• MATERIAL PROVIDED:
BEGIN
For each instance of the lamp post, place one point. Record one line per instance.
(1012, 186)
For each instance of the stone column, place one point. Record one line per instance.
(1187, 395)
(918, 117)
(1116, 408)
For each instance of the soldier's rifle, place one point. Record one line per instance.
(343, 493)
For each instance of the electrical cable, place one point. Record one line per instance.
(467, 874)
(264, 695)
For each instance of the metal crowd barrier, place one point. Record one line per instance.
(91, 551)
END
Recast the material above as a numbered list, leaving out any blank lines.

1. For each instance of the lamp post, place one point. Record one line per instance.
2. (1012, 186)
3. For each instance of the stone column, place one point. Record one line per instance.
4. (1187, 395)
5. (918, 117)
6. (1116, 408)
7. For each instance of the soldier's rifle, place one point. Record one line per instance.
8. (343, 493)
9. For each instance of the electrical cable, place one point. Record one line per instance.
10. (467, 874)
11. (264, 695)
12. For each instance of the metal crowd barrier, place one point. Record one line per instance.
13. (91, 551)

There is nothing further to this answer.